Every line containing the word "surface" must be pulled from the records.

◇ ◇ ◇ ◇

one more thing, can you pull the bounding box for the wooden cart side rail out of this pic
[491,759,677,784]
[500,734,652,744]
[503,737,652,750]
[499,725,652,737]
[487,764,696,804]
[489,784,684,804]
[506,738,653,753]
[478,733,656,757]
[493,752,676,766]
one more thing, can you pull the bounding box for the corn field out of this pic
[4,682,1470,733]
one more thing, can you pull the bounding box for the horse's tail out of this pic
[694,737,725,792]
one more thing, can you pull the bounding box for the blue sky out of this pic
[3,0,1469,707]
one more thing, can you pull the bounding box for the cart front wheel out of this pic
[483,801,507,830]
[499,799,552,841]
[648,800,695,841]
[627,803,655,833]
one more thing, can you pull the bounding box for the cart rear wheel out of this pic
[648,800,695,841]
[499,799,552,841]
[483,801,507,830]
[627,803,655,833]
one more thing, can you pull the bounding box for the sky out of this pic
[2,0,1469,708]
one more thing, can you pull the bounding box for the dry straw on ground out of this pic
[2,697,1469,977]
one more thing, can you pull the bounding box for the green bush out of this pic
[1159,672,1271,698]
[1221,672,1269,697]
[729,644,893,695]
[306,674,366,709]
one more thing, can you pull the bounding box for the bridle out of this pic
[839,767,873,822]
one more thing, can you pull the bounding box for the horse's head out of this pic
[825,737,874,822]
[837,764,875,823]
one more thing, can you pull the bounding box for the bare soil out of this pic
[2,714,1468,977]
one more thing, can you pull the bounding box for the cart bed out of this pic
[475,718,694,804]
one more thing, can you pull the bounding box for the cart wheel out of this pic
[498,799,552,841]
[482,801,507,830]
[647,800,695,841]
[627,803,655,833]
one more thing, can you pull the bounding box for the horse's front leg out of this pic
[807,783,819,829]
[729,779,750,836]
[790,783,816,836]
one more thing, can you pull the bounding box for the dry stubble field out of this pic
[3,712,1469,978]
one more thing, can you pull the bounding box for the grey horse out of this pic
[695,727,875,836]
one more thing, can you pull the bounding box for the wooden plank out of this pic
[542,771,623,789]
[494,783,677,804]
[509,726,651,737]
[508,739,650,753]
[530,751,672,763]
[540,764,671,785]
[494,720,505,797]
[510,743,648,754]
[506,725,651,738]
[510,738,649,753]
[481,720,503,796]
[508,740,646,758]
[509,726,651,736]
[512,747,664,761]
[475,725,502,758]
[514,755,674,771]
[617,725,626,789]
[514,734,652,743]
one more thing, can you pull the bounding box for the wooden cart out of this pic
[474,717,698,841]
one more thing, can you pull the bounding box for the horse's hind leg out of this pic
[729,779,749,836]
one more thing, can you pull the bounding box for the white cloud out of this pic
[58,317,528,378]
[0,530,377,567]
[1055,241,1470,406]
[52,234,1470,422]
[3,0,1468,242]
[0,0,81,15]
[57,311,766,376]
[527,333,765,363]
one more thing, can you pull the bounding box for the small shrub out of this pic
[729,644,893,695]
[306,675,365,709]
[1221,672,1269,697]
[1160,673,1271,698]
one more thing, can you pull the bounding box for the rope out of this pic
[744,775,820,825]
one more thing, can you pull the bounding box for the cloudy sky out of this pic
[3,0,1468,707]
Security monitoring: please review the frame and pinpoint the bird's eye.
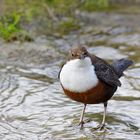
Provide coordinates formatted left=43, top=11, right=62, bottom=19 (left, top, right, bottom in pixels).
left=83, top=52, right=87, bottom=55
left=72, top=53, right=75, bottom=56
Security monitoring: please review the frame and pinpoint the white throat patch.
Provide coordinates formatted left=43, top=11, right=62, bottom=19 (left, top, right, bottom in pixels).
left=60, top=57, right=99, bottom=93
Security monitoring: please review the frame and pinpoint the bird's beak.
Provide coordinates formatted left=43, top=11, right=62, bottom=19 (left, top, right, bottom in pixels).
left=79, top=54, right=86, bottom=60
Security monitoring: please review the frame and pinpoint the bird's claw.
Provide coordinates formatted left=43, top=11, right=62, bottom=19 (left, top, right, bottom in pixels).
left=94, top=123, right=105, bottom=130
left=78, top=121, right=85, bottom=129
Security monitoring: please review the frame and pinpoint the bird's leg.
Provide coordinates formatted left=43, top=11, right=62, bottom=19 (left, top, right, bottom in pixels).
left=78, top=104, right=86, bottom=129
left=100, top=102, right=107, bottom=129
left=96, top=102, right=107, bottom=130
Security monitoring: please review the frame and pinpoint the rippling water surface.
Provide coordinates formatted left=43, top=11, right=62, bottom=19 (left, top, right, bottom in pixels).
left=0, top=14, right=140, bottom=140
left=0, top=45, right=139, bottom=140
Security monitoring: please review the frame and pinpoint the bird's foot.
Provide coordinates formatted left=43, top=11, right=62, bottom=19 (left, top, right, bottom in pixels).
left=94, top=123, right=105, bottom=131
left=78, top=121, right=85, bottom=129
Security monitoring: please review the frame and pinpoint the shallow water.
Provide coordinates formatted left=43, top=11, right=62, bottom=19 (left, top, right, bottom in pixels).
left=0, top=45, right=139, bottom=140
left=0, top=13, right=140, bottom=140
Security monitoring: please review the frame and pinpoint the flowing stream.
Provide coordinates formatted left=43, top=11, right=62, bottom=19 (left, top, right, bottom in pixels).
left=0, top=11, right=140, bottom=140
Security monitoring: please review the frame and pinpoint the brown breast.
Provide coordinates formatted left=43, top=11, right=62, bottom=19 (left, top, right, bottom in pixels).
left=62, top=81, right=116, bottom=104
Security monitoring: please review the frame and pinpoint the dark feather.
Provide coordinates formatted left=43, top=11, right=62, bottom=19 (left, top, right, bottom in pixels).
left=90, top=55, right=121, bottom=87
left=111, top=59, right=133, bottom=77
left=95, top=63, right=121, bottom=87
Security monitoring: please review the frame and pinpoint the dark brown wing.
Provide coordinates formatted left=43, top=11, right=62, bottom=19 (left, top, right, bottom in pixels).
left=94, top=63, right=121, bottom=87
left=90, top=54, right=121, bottom=87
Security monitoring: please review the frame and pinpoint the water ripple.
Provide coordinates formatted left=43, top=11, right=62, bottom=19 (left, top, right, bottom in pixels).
left=0, top=44, right=140, bottom=139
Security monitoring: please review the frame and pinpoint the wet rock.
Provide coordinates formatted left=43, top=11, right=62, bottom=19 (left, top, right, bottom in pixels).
left=89, top=46, right=127, bottom=60
left=109, top=33, right=140, bottom=46
left=0, top=39, right=62, bottom=68
left=30, top=65, right=60, bottom=80
left=54, top=39, right=71, bottom=53
left=108, top=26, right=133, bottom=35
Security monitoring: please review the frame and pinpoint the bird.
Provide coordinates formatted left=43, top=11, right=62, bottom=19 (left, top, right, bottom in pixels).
left=59, top=46, right=133, bottom=130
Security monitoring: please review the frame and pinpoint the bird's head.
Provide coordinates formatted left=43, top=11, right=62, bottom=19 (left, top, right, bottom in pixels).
left=68, top=46, right=92, bottom=67
left=69, top=46, right=89, bottom=60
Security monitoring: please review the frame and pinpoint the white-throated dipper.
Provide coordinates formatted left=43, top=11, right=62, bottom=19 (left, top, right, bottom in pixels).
left=59, top=46, right=133, bottom=129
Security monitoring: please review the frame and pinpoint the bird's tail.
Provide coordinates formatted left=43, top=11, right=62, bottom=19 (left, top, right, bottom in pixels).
left=111, top=59, right=133, bottom=78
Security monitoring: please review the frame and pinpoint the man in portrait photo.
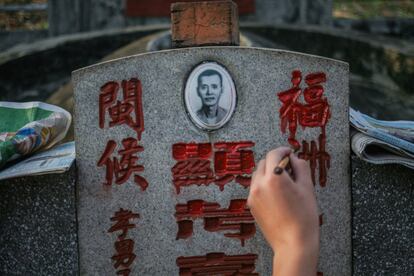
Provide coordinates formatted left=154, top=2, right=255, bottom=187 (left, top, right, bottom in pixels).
left=196, top=69, right=228, bottom=125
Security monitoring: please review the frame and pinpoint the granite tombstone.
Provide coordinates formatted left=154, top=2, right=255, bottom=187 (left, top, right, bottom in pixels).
left=73, top=47, right=350, bottom=275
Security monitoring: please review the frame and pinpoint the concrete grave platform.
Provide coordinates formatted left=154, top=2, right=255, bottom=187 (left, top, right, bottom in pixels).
left=352, top=156, right=414, bottom=275
left=0, top=165, right=78, bottom=275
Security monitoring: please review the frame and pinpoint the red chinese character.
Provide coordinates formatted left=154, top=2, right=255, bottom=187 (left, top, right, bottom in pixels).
left=171, top=143, right=214, bottom=194
left=214, top=141, right=255, bottom=190
left=99, top=78, right=144, bottom=140
left=108, top=208, right=139, bottom=275
left=175, top=199, right=255, bottom=246
left=300, top=72, right=330, bottom=134
left=112, top=239, right=136, bottom=270
left=278, top=70, right=303, bottom=149
left=278, top=70, right=331, bottom=187
left=171, top=142, right=256, bottom=193
left=298, top=134, right=330, bottom=187
left=277, top=71, right=330, bottom=149
left=108, top=208, right=140, bottom=239
left=176, top=253, right=259, bottom=276
left=97, top=138, right=148, bottom=191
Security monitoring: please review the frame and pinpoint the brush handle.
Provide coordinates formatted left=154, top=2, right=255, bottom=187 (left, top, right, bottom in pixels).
left=273, top=155, right=290, bottom=175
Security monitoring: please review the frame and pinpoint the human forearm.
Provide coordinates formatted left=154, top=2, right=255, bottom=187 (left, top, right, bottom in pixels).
left=273, top=241, right=319, bottom=276
left=247, top=147, right=320, bottom=276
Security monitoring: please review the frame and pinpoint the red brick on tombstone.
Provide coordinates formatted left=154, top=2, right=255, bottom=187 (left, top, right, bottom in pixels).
left=171, top=0, right=240, bottom=48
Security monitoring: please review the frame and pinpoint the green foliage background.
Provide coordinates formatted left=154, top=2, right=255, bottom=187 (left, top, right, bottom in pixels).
left=0, top=0, right=47, bottom=30
left=334, top=0, right=414, bottom=19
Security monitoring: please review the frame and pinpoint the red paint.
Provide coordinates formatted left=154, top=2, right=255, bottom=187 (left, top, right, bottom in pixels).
left=108, top=208, right=140, bottom=239
left=278, top=70, right=303, bottom=150
left=112, top=239, right=136, bottom=269
left=214, top=141, right=255, bottom=190
left=177, top=220, right=194, bottom=239
left=301, top=72, right=330, bottom=135
left=99, top=78, right=144, bottom=140
left=99, top=81, right=119, bottom=128
left=108, top=208, right=139, bottom=275
left=117, top=269, right=131, bottom=276
left=176, top=253, right=259, bottom=275
left=172, top=142, right=255, bottom=193
left=277, top=70, right=331, bottom=187
left=173, top=143, right=212, bottom=160
left=97, top=138, right=148, bottom=191
left=125, top=0, right=255, bottom=17
left=97, top=140, right=117, bottom=186
left=298, top=134, right=330, bottom=187
left=175, top=199, right=255, bottom=246
left=278, top=71, right=330, bottom=150
left=172, top=160, right=215, bottom=194
left=171, top=143, right=214, bottom=193
left=306, top=72, right=327, bottom=86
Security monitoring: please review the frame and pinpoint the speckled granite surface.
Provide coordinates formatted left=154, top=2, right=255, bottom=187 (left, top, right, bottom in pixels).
left=0, top=165, right=78, bottom=276
left=352, top=156, right=414, bottom=275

◇ ◇ ◇ ◇

=== RESPONSE AREA ===
Security monitoring: please review the frame and pinpoint the rippling water surface.
Security monitoring: please review the frame and pinpoint the speckled granite surface.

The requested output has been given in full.